- **Article**:
+===+

Good job in theory, Boston: weak effort in practice. Globe:
Early next year, diners in Boston will get a new tool to learn how clean a restaurant is — a city-issued letter grade rating the establishment’s food safety practices. For the first year of the new initiative, a letter grade — either an A, B, or C — would be posted online only. But if the rollout goes smoothly, the grades would be displayed in storefront windows of every restaurant in Boston, resembling the systems that New York, Los Angeles, and other cities have been using since as early as the late 1990s.
As the newspaper argues in an editorial: the grades should be posted in hard copies at the front of every restaurant, just as they have been for years in NYC:
[T]he pilot program that Boston is scheduled to launch in early 2016 won’t be of much practical use initially, because the grades will only be available online. Physical signs on-site indicating a restaurant’s level of cleanliness won’t be required until some as-yet-undetermined date. Realistically, few diners are going to search the city’s online database for restaurant inspectionsbefore choosing where to eat.
Every municipality in the Commonwealth should adopt this — and every elected official should propose a mandate for a similar practice if they know what is good for them: it is supported by an overwhelming majority of voters (even if dirty restaurants don’t like the idea much).

+===+

[Point labeling examples]

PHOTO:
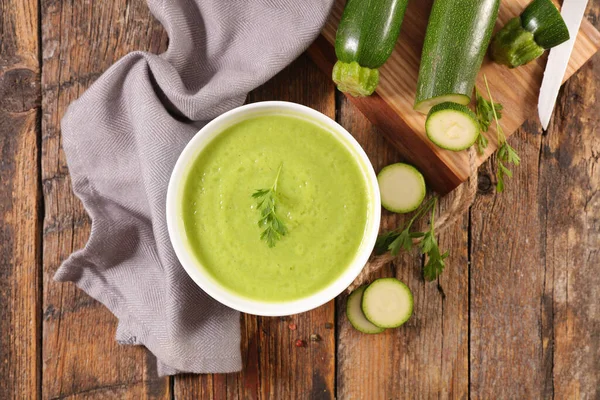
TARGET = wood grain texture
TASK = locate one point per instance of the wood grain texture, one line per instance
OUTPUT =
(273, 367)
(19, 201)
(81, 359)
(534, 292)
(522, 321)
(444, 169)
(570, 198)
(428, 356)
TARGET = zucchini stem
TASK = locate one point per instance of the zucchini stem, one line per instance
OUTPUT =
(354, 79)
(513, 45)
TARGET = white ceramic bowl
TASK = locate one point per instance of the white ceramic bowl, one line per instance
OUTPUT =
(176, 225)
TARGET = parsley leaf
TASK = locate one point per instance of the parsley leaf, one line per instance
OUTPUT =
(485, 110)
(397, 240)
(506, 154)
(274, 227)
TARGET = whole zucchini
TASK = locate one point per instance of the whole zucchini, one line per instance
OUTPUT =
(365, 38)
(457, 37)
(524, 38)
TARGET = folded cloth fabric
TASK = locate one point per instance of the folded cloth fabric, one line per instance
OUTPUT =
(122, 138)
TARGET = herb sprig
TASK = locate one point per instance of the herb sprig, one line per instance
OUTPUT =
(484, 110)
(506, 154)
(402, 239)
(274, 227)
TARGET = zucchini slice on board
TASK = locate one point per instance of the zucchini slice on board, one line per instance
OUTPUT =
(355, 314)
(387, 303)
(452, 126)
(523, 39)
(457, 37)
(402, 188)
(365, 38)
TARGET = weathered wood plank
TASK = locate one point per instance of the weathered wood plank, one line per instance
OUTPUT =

+===+

- **Required actions**:
a) In the post on Boston's restaurant grades, restate the paragraph beginning "Early next year, diners in Boston" as a short bulleted list that keeps its main facts.
b) Extend the post on Boston's restaurant grades with further writing that picks up after its final paragraph.

- **Outputs in order**:
a)
- Early next year, Boston will begin issuing letter grades (A, B, or C) that rate restaurants' food safety practices.
- During the first year, the grades will be posted online only.
- If the rollout goes smoothly, the grades will be displayed in the storefront windows of every Boston restaurant.
- The system would resemble those that New York, Los Angeles, and other cities have used since as early as the late 1990s.

b)
stomv says
SomervilleTom says
Disclaimer: my daughter and her husband are each professional chefs
This approach has been a disaster in NYC, and has every likelihood of being the same in Boston. It is little more than another channel for graft, perhaps becoming more needed in Boston as public exposure constrains the existing liquor license and taxi medallion graft revenue streams.
Health inspection of restaurants is both necessary and hard. It requires competent and well-trained inspectors who understand both public health and the realities of a real restaurant kitchen.
My daughter and her husband worked in top-end New York restaurants for two years, returning to the Boston area early this year. Here is the reality of this in New York:
– Health inspectors are untrained minimum-wage workers who arrive with a clipboard and checklist. They lack the expertise, time, and incentives to actually understand what they see.
– Each actual inspection is a game with the rules understood by both sides. Virtually every restaurant has a buzzer system, not unlike the silent alarm systems used in banks, so that the host can alert the kitchen when an inspector arrives. Upon an “alert”, the kitchen staff performs the frequently-practiced “inspection drill” (the kitchen, too, has a checklist). When the kitchen is ready for inspection (while the host stalls the inspector with small talk), most of the kitchen staff moves to planned “staging areas” (such as a walk-in refrigerator, back alley, or basement storage room) so that the remaining staff meets all the required checklist items.
– Inspectors and their supervisors are readily responsive to off-the-record financial arrangements. Most restaurants get the “grade” they are willing to pay for. Many inspections are conducted on pre-arranged schedules worked out between restaurant owners and inspection staff. The real losers in this system are small restaurants who can’t afford to pay the graft.
– The resulting “grades” are meaningless. Any professional chef (all are trained in food safety procedures) can walk into any “A”-rated restaurant and immediately identify multiple violations.
One reason why restaurants in Cambridge and Somerville are actually already in better shape than their NYC counterparts is that each of those towns already has skilled and competent inspectors who know what they’re doing, know what to look for, and already do an excellent job.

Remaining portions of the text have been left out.